• **Given exercise A**:
Write out the part of the text about teaching English in Japan, from "Japan is weird." to "an art school.", word for word.
• **Given exercise B**:
In the text about teaching English in Japan, how far is the art school in Kyoto from where the writer lives?
• **Given exercise C**:
Carry on the text about teaching English in Japan, picking up after its last sentence.

• **Document excerpt**:
= = =

Japan is weird. As I write this – I’m sitting cross-legged in a room where I’m not allowed to wear shoes, in front of a table that doesn’t reach my knees, with kids on TV dressed as samurai showing me how to cook bread – and I couldn’t be happier. I love it here even more than I expected.
I work as an English Teaching Assistant at a traditional art school in Kyoto – about an hour away from where I live. Most of my students are actually older than me and all incredibly impressive artists. I think that I was drawn to this internship through a sort of obsession with unfamiliar situations. I know nothing about wood carving, lacquer-work or architecture, but those are the things that my students are working on and learning to talk about in English. So not only do I get exposed to the unfamiliar culture of Japan, but also the unfamiliar topics of an art school.
I was surprised and very excited to find out that I’d have the opportunity to join some of the student’s other classes. I’ll be learning Japanese calligraphy and ceramics on Fridays from some (apparently) world-famous masters of their trade.
I also chose this internship because it gives me a lot of free time and allows me to be completely independent. I buy and cook my own food and get to choose how to spend all of my free time. I have already been able to visit a lot of cool shrines and temples in the area, and have a long to-do list for the coming weekends. I am able to be independent at work too – I can make my own lesson plans and class activities for my students. This kind of freedom has been a euphoric change of pace from my average school day where I had a calendar packed with meetings and obligations from dawn to dusk.

= = =

• **Information shown**:
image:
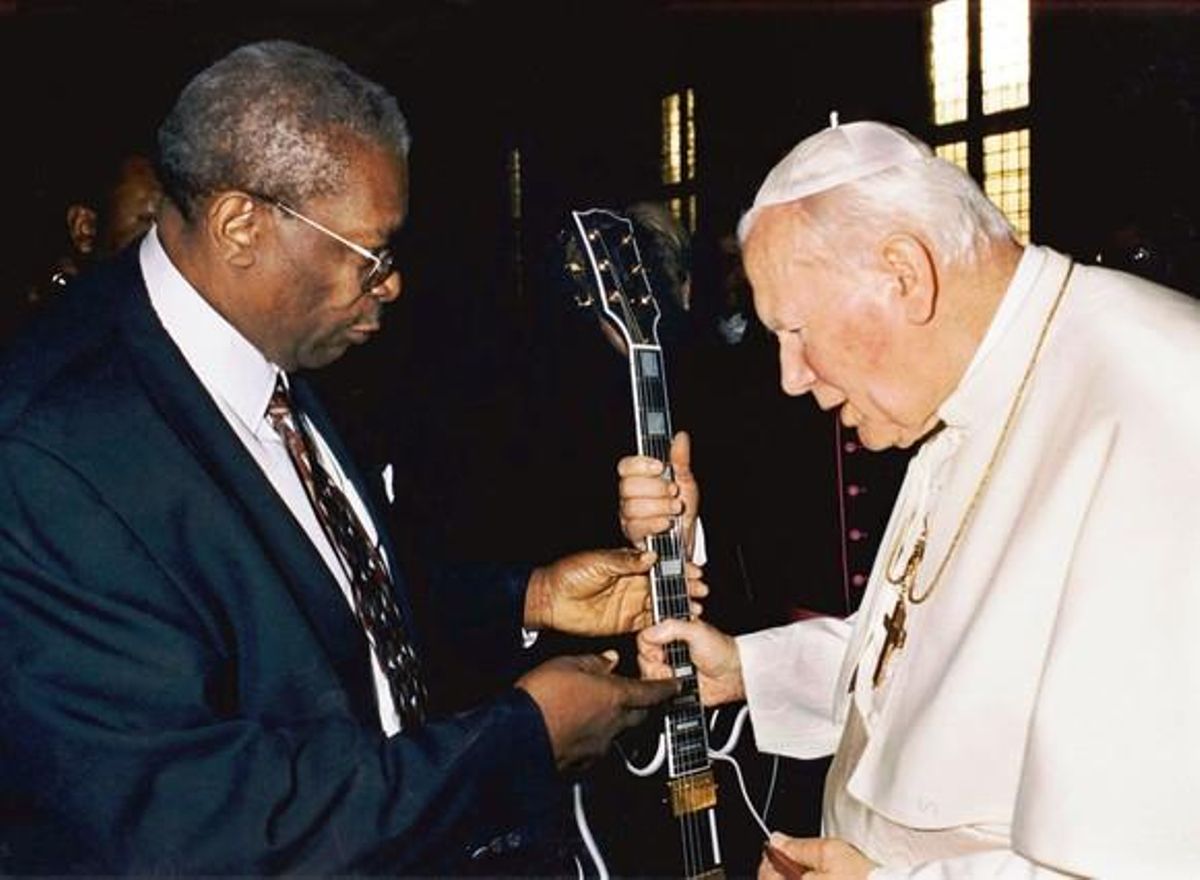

= = =

• **Final result A**:
Japan is weird. As I write this – I’m sitting cross-legged in a room where I’m not allowed to wear shoes, in front of a table that doesn’t reach my knees, with kids on TV dressed as samurai showing me how to cook bread – and I couldn’t be happier. I love it here even more than I expected.
I work as an English Teaching Assistant at a traditional art school in Kyoto – about an hour away from where I live. Most of my students are actually older than me and all incredibly impressive artists. I think that I was drawn to this internship through a sort of obsession with unfamiliar situations. I know nothing about wood carving, lacquer-work or architecture, but those are the things that my students are working on and learning to talk about in English. So not only do I get exposed to the unfamiliar culture of Japan, but also the unfamiliar topics of an art school.

• **Final result B**:
About an hour away.

• **Final result C**:
I expect to have a rather mixed experience with my students. Some of them are there because they really want to learn English and are already quite good at it, while others are just there to fulfill their requirement. It may be challenging to get the less-committed students to be active in class, but I’m excited to see if I can change their mind about learning another language.
Really looking forward to going to work tomorrow.
Feels good to say that and mean it. I don’t think that many people can do that nowadays.
Side note: I live in Sonobe – a very rural town near the middle of the Kyoto prefecture. After arriving here I learned that I had actually heard stories about this town before; it’s sort of secretly legendary. Sonobe is the hometown of Shigeru Miyamoto – the head game designer of franchises like Mario and Zelda. In fact, just down the road from me are the “Super Mario Bros. Hills” – hills that Miyamoto played on as a kid – which inspired him to create the first Mario games.
(These aren’t the Mario Bros. Hills, it’s just the only picture I have of the town I live in)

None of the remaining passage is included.